* **TO DO**: From the entries provided below, copy each line that contains the word "vertices".

[Saved entries]
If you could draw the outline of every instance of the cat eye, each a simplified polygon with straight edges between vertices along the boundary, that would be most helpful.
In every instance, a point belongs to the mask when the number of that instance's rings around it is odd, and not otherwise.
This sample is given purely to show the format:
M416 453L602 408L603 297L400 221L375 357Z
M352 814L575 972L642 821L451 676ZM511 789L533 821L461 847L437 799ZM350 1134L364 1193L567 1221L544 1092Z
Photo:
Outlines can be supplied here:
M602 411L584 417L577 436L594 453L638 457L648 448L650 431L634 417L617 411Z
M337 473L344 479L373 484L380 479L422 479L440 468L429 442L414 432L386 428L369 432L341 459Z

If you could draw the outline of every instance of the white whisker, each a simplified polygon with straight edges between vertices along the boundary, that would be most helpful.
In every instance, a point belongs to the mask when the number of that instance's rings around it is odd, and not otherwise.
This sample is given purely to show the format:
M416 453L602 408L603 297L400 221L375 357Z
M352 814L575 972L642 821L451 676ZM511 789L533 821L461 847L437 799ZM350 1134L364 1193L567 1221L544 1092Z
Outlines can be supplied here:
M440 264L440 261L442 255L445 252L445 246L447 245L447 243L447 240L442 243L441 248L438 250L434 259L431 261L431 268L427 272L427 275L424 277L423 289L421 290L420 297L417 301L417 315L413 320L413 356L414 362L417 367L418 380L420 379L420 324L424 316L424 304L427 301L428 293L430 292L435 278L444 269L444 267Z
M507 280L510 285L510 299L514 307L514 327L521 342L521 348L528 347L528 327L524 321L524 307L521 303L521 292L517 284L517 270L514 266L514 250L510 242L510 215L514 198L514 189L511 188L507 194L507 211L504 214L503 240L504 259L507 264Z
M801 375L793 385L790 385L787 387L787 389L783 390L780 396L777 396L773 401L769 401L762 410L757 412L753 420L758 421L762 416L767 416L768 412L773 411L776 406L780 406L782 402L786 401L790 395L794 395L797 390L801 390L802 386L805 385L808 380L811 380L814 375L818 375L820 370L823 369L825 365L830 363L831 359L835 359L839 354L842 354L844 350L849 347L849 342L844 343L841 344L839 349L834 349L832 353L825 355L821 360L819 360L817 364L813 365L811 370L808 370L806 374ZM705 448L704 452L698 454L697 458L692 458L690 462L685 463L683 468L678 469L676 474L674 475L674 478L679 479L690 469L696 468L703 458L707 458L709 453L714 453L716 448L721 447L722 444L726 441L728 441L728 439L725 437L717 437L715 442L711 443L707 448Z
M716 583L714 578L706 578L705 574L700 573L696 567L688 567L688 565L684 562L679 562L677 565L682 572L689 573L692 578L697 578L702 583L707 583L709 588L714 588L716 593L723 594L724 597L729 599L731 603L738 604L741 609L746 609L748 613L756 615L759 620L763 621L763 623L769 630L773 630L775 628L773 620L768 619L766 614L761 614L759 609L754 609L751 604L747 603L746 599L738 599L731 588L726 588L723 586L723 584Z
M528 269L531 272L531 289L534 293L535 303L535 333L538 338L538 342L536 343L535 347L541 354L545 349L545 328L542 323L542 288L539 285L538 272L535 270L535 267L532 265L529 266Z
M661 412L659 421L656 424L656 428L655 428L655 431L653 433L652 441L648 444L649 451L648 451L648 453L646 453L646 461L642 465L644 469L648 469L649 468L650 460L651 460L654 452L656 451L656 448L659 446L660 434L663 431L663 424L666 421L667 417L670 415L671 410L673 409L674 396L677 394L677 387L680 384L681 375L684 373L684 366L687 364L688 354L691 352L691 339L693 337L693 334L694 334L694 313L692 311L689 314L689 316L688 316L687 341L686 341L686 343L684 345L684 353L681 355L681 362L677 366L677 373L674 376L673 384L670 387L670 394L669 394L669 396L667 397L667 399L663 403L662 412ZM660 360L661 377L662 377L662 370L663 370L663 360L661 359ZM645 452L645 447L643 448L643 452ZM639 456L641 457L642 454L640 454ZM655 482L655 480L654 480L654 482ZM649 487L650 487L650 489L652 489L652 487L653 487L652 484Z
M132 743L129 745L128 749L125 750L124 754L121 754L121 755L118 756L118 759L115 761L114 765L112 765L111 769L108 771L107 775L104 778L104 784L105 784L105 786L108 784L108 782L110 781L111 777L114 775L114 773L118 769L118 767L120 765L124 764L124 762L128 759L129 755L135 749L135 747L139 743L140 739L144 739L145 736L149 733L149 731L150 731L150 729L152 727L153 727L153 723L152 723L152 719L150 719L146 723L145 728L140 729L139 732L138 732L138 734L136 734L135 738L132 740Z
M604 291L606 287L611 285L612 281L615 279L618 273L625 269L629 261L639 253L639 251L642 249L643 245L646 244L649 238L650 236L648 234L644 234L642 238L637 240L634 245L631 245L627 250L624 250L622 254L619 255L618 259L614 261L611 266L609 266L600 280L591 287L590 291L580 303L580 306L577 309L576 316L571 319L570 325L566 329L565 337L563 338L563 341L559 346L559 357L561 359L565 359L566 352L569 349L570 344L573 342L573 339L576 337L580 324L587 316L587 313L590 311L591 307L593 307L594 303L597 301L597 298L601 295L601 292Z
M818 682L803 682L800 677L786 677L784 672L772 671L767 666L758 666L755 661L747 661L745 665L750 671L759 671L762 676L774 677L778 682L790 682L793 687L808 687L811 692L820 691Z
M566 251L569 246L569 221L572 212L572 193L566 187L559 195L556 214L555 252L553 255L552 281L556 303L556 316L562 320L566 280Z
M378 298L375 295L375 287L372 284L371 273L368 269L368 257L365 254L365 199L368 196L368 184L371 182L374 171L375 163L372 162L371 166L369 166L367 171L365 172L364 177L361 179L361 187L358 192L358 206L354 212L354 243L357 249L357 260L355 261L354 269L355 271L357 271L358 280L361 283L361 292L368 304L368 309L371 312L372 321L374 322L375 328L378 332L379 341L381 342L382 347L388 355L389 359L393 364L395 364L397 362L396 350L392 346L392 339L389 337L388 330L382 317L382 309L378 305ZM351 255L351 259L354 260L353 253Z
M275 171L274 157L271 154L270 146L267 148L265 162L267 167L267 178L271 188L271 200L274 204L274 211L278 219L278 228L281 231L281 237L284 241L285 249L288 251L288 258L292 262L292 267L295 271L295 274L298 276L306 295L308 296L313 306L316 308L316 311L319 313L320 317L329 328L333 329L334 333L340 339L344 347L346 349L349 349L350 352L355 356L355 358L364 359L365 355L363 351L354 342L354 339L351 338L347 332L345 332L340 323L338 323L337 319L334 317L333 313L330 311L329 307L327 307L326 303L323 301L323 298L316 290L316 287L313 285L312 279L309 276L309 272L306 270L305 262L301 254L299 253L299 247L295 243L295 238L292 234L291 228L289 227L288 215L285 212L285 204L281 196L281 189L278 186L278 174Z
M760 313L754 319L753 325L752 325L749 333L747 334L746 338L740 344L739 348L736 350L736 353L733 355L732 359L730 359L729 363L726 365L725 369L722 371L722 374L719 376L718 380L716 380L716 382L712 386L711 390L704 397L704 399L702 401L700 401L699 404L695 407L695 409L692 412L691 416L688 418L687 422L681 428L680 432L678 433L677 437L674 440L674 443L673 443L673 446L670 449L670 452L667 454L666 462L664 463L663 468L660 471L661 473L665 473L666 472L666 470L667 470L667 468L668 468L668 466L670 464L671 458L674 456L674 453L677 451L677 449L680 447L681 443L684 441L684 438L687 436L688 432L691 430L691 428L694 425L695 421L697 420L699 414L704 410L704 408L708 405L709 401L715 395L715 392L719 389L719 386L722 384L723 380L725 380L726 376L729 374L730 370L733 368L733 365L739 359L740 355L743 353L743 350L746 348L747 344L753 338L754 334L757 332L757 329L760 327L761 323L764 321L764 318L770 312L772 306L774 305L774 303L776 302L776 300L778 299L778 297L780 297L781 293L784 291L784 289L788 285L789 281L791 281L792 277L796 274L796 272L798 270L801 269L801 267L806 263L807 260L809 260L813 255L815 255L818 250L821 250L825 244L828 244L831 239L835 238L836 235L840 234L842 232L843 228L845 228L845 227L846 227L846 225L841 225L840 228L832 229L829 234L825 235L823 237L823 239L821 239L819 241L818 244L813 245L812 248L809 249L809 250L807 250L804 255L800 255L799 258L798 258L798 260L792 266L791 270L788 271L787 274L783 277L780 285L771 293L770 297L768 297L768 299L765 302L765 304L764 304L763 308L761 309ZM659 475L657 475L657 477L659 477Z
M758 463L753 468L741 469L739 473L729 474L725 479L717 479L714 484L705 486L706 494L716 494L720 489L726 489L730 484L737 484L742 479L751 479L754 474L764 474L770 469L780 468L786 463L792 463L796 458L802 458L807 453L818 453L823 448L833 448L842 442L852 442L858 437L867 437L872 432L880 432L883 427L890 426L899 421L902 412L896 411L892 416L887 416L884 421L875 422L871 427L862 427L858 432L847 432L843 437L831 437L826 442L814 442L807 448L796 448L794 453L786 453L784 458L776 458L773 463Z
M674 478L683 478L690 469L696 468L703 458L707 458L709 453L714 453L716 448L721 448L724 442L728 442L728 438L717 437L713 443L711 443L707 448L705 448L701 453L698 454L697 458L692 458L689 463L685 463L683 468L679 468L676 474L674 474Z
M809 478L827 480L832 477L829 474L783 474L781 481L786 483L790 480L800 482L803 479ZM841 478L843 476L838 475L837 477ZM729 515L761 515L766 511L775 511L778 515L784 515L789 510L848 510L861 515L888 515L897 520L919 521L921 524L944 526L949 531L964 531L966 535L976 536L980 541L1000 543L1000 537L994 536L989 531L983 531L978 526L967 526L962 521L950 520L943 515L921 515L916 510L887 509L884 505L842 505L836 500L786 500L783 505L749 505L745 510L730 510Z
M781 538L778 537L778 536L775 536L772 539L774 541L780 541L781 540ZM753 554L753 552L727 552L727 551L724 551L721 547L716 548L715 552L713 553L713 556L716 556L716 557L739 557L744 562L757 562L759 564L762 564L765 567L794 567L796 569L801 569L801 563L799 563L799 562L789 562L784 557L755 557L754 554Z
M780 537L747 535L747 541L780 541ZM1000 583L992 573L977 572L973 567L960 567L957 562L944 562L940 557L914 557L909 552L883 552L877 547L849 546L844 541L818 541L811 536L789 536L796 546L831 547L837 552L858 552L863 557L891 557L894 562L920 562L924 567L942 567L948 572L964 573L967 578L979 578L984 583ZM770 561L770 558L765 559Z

* **RESPONSE TO THE EXERCISE**:
If you could draw the outline of every instance of the cat eye, each a simplified polygon with straight edges between vertices along the boundary, that would be most helpful.
If you could draw the outline of every instance of the white whisker, each a simplified polygon with straight edges between vertices along the boundary, that would be most helpful.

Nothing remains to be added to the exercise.